## Prompt 1
In the thread on operational transformation, what merge policy did the commenter plan to use?
## Prompt 2
Could you reproduce the records that come after the thread word for word, leaving out the picture?

Operational Transformation (algorithm behind Wave, Google Docs) - samstokes
http://www.codecommit.com/blog/java/understanding-and-applying-operational-transformation?utm_source=feedburner&utm_medium=feed&utm_campaign=Feed%3A+codecommit+%28Code+Commit%29
======
jerf
I worked out the logic for a system like this for one of those "Someday I'd
like to release this" projects. The way I looked at it is that basically it's
just patch theory. It's the same problem you get with a source-control system,
it's just happening faster. You can use the exact same patch theory.

In fact I think patch theory may even be stronger than the algorithms
described here. This link says "we need to impose a restriction on the client:
we can never send more than one operation at a time to the server.", but patch
theory can handle that case just fine and still "recover" later. The only
thing you need is some sort of merge policy, and my plan was just to
arbitrarily (but consistently) pick a side, because unlike a code merge where
you could literally have kilobytes of conflict and discarding either side
could be bad, in the collaborative case you're looking at a few small
commands. (Even a large copy/paste is just one operation, from the human
perspective. No matter how collaborative your editor, two people editing the
same character is always going to be a problem; there's really no point trying
to get too clever.)

## Provided data
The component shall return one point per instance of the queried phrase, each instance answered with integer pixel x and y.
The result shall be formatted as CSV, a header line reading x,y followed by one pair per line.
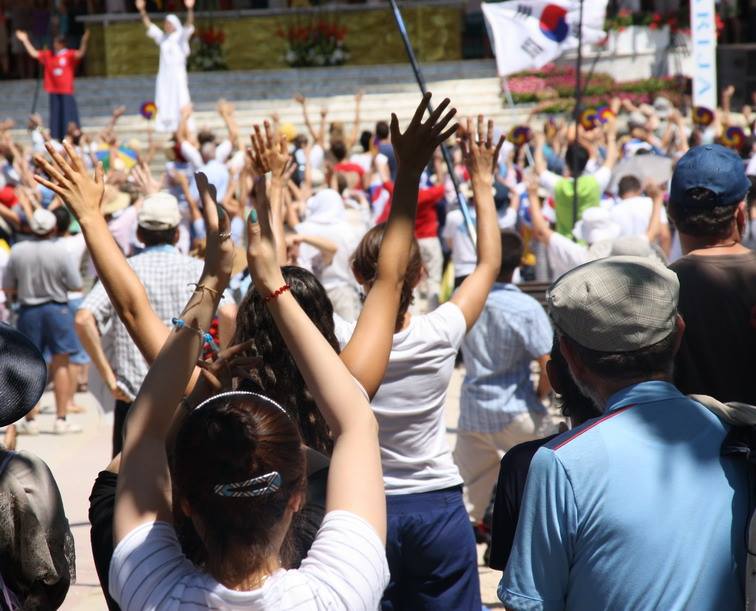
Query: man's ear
x,y
573,361
741,220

## Answer 1
To arbitrarily, but consistently, pick a side.

## Answer 2
The component shall return one point per instance of the queried phrase, each instance answered with integer pixel x and y.
The result shall be formatted as CSV, a header line reading x,y followed by one pair per line.
Query: man's ear
x,y
573,361
741,220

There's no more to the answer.